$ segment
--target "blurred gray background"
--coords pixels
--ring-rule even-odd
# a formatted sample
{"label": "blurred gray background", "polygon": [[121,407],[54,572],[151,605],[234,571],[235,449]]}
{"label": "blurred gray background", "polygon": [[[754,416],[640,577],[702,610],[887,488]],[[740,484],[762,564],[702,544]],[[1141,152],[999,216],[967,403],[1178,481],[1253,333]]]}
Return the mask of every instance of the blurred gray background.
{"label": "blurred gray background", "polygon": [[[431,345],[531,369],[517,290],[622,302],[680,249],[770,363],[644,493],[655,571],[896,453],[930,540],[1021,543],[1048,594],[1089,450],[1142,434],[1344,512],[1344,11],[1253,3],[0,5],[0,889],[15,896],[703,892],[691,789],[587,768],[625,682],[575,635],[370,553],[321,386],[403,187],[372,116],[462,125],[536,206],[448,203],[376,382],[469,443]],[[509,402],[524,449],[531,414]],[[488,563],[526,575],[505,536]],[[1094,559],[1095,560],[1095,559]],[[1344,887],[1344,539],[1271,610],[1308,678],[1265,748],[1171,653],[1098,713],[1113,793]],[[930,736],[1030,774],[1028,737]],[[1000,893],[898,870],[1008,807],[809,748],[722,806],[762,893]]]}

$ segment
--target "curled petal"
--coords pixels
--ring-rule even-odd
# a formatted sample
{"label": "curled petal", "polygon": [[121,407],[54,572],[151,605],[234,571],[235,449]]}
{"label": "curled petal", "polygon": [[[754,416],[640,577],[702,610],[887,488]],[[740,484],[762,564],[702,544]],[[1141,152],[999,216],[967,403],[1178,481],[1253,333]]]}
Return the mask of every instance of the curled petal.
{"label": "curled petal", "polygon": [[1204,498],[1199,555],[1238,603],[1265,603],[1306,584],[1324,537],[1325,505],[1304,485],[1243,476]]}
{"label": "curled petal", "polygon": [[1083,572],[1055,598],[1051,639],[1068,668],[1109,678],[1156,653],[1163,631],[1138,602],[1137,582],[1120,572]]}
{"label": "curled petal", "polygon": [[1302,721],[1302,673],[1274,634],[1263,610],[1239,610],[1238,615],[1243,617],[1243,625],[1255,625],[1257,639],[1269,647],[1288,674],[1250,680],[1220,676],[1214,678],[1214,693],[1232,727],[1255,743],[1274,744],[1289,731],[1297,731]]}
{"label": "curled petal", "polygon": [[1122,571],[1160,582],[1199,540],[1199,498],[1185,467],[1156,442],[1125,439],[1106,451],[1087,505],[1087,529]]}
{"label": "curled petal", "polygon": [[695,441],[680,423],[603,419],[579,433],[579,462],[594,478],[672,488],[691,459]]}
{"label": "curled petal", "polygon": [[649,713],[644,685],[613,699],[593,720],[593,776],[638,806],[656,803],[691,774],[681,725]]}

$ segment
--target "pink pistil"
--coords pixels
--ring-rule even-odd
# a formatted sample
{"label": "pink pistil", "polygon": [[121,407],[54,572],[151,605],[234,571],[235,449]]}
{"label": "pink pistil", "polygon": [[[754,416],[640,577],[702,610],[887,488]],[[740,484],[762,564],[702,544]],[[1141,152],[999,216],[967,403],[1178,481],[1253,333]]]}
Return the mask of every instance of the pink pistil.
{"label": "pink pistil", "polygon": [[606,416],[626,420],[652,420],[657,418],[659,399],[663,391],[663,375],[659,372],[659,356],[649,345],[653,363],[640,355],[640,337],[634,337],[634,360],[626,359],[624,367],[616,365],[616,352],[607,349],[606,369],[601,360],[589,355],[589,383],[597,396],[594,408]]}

.....

Problem to solve
Which lines in the rows above contain the string "blurred"? Gather every such line, treating uppercase and lowercase as different.

Worked answer
--target "blurred gray background"
{"label": "blurred gray background", "polygon": [[121,407],[54,572],[151,605],[234,571],[235,449]]}
{"label": "blurred gray background", "polygon": [[[754,416],[640,577],[702,610],[887,488]],[[740,484],[762,564],[702,544]],[[1141,152],[999,216],[967,403],[1178,481],[1253,333]]]}
Return the mask of every instance of the blurred gray background.
{"label": "blurred gray background", "polygon": [[[431,345],[531,369],[517,290],[622,302],[680,249],[770,363],[644,493],[655,571],[896,453],[930,540],[1021,543],[1048,594],[1089,450],[1142,434],[1344,512],[1344,11],[1253,3],[0,5],[0,889],[15,896],[703,892],[691,789],[587,768],[625,682],[575,635],[370,553],[321,386],[403,187],[372,116],[462,125],[536,206],[448,203],[376,382],[469,443]],[[509,402],[524,449],[531,414]],[[488,563],[526,575],[505,536]],[[1094,559],[1095,560],[1095,559]],[[1344,887],[1344,539],[1271,610],[1308,678],[1265,748],[1171,653],[1098,713],[1113,793]],[[930,736],[1030,774],[1028,737]],[[1000,893],[898,870],[1008,807],[809,748],[722,806],[762,893]]]}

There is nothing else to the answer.